### ENUNCIADO 1
Responda a estas perguntas com base no excerto:
(a) Qual é o montante dos proventos da companheira e de onde provêm?
(b) Que palavra gritou o arguido FF?
(c) Onde estava a testemunha PP quando intercetou o arguido CC?
──────── EXCERTO DO TEXTO ────────
E outra conclusão, a nosso ver, se não pode retirar em face da prova produzida e já mencionada.
A defesa sustentou, em contramão com o também alegado de que o dinheiro apreendido era produto da venda de peixe do arguido que, residindo naquela casa o arguido BB e a mulher, tal quantia tanto poderia pertencer ao arguido como à companheira, com a qual vive na casa dos autos. Porém, o que resulta dos autos é que a quantia foi apreendida ao arguido, o qual autorizou a busca na aludida casa. Se pertencia também à companheira, e sublinha-se também, não cumpre a este Tribunal conhecer essa situação. Os proventos da companheira, de 300 € provenientes do RSI, conforme se apura da matéria assente, não apontam nesse sentido.
Nessa mesma diligência de busca foram também apreendidas a arma e as munições a que alude o respetivo auto, também estas na posse do mesmo arguido.
Depuseram, ainda, sobre os factos relativos ao dia 8, o agente NN, o qual intercetou uma compradora, conforme documentalmente provado. Foi esta testemunha quem intercetou o arguido FF, na sequência do grito que este proferiu dizendo uga. O seu depoimento foi, como já acima se deixou expresso, absolutamente credível.
E da mesma forma credível depôs o agente MM sobre esta matéria para dizer que os agentes KK e PP estavam no interior do prédio e que ele permaneceu no exterior. Visualizou o GG e o FF, e as respetivas posições de vigia com campos de visibilidade. Viu os contactos do arguido CC com estes dois arguidos vigias. Viu surgir o arguido HH e viu-o entrar com o CC no prédio, tudo conforme a descrição factual de outros depoimentos e autos de diligência externa. O HH sai e posiciona-se como vigia, e o CC, que saiu com ele, regressa ao interior. Reproduz os dizeres que ouviu ao arguido CC. Confirma os dois alertas “uga” que ocorreram nessa manhã. E, por fim, relata de forma consistente o momento da interceção.
Por fim, há a registar ainda o depoimento de OO, que interveio na interceção do arguido FF e o de TT que fez a interceção do arguido GG. Por seu turno, a testemunha PP, que como já se referiu, estava no interior, estava no patamar do primeiro andar quando intercetou o arguido CC. Esclareceu que esteve no interior do prédio, foi subindo e descendo, ali estava para o momento da interceção e só nesse momento interveio, não visualizando o que se foi passando. Esteve na busca domiciliária a casa do arguido BB. Interpelado, esclareceu que foi o agente KK quem se movimentou pelas escadas que são independentes dos patamares, existindo portas corta-fogo.
──────── LISTAGEM FORNECIDA ────────
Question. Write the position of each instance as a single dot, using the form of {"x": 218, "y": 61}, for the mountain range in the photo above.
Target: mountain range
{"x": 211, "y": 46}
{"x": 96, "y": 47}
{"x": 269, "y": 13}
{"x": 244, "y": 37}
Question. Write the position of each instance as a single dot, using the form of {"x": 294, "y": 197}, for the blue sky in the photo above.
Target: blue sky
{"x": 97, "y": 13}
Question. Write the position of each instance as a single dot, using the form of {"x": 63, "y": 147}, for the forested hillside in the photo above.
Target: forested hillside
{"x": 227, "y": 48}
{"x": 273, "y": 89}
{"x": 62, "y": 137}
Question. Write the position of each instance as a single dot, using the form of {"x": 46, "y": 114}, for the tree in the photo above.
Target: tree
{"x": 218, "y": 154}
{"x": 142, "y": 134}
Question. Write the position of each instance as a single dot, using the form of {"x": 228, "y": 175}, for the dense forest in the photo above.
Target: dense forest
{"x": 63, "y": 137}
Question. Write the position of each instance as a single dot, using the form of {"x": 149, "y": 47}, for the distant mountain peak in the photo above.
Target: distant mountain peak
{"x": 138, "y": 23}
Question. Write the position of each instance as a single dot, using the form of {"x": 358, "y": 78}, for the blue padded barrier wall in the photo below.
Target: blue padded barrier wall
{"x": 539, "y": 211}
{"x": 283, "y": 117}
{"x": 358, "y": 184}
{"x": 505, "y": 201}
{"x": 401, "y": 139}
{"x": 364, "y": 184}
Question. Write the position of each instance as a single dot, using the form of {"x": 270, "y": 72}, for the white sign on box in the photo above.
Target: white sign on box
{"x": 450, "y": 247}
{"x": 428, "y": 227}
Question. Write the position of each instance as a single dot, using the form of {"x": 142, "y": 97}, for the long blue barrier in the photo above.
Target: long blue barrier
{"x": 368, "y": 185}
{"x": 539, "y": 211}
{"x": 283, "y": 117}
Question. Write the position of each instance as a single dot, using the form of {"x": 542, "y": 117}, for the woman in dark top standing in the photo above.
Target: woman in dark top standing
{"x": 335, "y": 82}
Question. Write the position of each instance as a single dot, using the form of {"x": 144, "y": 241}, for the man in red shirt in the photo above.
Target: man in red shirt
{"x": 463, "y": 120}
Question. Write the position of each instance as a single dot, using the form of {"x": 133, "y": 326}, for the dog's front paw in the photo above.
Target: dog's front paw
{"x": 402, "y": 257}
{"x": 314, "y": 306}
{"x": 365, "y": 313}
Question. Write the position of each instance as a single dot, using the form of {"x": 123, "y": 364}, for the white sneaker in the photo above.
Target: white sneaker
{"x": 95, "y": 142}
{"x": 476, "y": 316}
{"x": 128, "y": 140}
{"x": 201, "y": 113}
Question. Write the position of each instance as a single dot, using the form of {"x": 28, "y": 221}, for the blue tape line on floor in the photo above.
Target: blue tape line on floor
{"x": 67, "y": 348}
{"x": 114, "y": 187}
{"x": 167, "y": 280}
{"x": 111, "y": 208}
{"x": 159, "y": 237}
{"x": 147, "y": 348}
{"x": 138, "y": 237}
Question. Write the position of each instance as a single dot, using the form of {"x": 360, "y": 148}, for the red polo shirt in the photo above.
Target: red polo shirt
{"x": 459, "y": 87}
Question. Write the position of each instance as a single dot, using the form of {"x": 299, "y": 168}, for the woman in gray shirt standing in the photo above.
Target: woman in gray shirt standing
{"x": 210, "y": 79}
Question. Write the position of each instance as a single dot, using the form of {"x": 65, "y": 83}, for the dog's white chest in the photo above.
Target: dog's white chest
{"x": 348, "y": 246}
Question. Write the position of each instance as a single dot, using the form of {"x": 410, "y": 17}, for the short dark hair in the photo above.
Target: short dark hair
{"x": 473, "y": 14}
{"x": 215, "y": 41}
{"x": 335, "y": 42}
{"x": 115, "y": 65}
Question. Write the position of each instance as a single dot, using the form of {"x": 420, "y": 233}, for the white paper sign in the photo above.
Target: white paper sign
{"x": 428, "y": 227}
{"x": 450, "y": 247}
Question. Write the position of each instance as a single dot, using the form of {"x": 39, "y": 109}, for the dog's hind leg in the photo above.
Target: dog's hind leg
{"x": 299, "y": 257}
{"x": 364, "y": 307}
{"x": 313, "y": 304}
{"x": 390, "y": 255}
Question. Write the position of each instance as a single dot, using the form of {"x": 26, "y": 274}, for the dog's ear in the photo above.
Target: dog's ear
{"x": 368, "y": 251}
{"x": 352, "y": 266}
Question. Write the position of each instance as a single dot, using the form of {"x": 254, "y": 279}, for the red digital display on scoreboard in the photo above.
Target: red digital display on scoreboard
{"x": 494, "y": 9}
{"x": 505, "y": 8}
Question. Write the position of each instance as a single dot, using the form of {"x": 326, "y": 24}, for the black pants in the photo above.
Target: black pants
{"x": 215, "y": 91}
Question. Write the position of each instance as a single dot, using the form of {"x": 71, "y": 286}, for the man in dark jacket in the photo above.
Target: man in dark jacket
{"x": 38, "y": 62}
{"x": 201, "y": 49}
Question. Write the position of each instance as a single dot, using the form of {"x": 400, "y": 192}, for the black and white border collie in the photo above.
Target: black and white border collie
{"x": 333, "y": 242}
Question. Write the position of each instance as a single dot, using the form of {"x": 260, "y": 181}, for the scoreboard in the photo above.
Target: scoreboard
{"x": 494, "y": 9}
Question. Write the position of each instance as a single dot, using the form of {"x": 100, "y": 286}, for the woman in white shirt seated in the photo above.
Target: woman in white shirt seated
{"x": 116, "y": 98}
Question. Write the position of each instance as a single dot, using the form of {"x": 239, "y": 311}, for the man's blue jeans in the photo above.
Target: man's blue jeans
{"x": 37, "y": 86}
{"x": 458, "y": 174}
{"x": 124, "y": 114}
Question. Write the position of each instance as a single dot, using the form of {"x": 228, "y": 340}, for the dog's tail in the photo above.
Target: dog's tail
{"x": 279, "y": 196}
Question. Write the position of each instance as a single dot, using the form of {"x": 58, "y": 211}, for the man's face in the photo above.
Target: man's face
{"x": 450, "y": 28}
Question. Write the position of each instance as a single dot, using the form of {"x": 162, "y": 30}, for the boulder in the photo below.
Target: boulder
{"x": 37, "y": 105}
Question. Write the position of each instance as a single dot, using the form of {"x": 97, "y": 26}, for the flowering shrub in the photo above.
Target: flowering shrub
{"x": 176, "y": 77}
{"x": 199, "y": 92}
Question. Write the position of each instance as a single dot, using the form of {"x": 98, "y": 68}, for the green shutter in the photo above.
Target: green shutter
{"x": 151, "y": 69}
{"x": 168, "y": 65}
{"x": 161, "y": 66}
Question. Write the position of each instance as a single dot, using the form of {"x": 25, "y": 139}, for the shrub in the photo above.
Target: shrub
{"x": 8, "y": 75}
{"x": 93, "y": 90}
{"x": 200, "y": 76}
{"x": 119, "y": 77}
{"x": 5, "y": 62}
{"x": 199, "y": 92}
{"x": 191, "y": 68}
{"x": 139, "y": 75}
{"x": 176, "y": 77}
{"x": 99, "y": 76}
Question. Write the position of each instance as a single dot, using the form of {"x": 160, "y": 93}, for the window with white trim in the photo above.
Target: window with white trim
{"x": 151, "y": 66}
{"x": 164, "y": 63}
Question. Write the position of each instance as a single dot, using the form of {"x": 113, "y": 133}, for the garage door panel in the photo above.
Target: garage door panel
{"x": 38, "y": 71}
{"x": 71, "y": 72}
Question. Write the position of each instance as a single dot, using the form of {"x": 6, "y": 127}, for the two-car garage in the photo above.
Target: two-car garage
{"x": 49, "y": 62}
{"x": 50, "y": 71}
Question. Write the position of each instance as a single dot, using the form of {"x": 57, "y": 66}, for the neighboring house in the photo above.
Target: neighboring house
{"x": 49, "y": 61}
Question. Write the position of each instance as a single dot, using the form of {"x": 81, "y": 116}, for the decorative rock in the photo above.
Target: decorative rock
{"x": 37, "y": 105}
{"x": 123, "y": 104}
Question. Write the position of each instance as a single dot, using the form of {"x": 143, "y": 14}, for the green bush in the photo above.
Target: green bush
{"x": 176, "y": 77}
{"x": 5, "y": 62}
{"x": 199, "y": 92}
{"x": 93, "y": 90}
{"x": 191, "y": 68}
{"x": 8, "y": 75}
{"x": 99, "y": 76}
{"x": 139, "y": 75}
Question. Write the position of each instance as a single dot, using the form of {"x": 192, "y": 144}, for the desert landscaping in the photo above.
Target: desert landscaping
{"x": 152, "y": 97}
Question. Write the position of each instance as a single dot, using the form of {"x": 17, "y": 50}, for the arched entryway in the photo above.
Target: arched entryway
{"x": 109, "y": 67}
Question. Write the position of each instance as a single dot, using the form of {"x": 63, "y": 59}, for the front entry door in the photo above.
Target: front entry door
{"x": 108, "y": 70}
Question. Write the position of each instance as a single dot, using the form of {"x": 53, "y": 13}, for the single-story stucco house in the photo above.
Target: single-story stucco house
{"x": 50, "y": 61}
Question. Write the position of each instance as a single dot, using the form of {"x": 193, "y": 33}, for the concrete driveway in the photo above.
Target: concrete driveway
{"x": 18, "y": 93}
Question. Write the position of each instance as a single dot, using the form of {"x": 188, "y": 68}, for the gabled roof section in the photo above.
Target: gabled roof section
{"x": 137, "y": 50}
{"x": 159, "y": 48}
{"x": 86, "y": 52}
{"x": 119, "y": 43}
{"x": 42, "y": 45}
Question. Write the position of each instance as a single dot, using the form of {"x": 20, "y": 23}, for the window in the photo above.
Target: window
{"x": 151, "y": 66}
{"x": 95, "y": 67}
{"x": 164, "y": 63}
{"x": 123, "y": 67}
────────
### ENUNCIADO 2
Diga quantas linhas da listagem contêm a cadeia "panel", distinguindo maiúsculas de minúsculas. Dê apenas o número.

### RESPOSTA COMPLETA 1
(a) 300 €, provenientes do RSI.
(b) "uga".
(c) No patamar do primeiro andar.

### RESPOSTA COMPLETA 2
2